Instructions for the task:
Rewrite the material below as a numbered list with one line per item, and leave out any blank lines.

Task material:

• • • • • • •

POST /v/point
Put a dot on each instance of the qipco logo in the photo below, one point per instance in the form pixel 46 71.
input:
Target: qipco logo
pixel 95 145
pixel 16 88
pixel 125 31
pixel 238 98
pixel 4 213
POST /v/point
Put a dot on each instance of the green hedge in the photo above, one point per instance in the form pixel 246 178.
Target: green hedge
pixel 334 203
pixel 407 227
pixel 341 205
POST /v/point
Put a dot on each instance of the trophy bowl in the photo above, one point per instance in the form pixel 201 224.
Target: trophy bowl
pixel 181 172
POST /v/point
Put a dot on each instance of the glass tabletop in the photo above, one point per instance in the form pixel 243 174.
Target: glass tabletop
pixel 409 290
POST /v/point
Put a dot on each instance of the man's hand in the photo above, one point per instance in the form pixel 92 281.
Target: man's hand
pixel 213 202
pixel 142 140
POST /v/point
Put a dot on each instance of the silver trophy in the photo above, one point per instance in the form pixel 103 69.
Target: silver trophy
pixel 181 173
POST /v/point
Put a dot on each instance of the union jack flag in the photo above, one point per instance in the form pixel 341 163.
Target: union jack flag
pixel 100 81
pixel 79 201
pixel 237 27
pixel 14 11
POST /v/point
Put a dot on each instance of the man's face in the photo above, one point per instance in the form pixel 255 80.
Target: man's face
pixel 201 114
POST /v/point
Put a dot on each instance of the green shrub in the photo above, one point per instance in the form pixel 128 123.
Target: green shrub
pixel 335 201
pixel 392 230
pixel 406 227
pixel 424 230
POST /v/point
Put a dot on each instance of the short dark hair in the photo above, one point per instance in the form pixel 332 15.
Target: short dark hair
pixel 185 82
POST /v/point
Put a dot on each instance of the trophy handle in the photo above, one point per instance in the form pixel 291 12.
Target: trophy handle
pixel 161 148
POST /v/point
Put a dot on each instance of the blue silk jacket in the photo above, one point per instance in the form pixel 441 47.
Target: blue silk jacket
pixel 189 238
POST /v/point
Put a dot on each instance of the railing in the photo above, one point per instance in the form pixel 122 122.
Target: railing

• • • • • • •

Solved problem:
1. POST /v/point
2. Put a dot on each instance of the qipco logo in the photo below, one point per instance in the form pixel 46 71.
3. input:
4. Target: qipco logo
5. pixel 95 145
6. pixel 16 88
7. pixel 125 31
8. pixel 238 98
9. pixel 4 213
10. POST /v/point
11. Put a dot on each instance of the green hedge in the photo above, one point per instance in the form pixel 246 178.
12. Target: green hedge
13. pixel 334 203
14. pixel 407 227
15. pixel 341 205
16. POST /v/point
17. Put a dot on each instance of the trophy bowl in the photo above, one point per instance in the form pixel 201 224.
18. Target: trophy bowl
19. pixel 181 172
20. POST /v/point
21. Put a dot on each instance of the glass tabletop in the photo above, one point per instance in the form pixel 243 174.
22. Target: glass tabletop
23. pixel 409 290
24. POST /v/point
25. Put a dot on each instance of the man's hand in the photo above, one point per instance in the form pixel 92 281.
26. Target: man's hand
27. pixel 213 202
28. pixel 142 140
29. POST /v/point
30. Put a dot on each instance of the silver trophy in the photo above, one point per instance in the form pixel 103 69.
31. Target: silver trophy
32. pixel 181 173
33. POST /v/point
34. Put a dot on each instance of the union jack flag in the photo above, one point per instance in the form pixel 341 163.
35. Target: union jack flag
36. pixel 100 81
37. pixel 79 201
38. pixel 237 27
39. pixel 14 11
40. POST /v/point
41. Put a dot on each instance of the man's face in the photo above, one point per instance in the form pixel 255 80.
42. Target: man's face
43. pixel 201 114
44. POST /v/point
45. Put a dot on each instance of the green shrub in the photo above, one point per instance in the form pixel 128 123.
46. Target: green shrub
47. pixel 335 201
48. pixel 392 230
49. pixel 406 227
50. pixel 424 230
51. POST /v/point
52. Put a dot on each instance of the short dark hair in the photo above, one point per instance in the form pixel 332 15.
53. Target: short dark hair
54. pixel 185 82
55. POST /v/point
56. Put a dot on each instance of the trophy handle in the photo above, one point per instance in the form pixel 291 12.
57. Target: trophy handle
58. pixel 161 148
59. POST /v/point
60. Put a dot on each instance of the blue silk jacket in the photo above, one point per instance in the form pixel 441 47.
61. Target: blue silk jacket
62. pixel 189 238
63. POST /v/point
64. Put a dot on each instance of the railing in the photo above, one point per instance in the form pixel 122 122.
65. Target: railing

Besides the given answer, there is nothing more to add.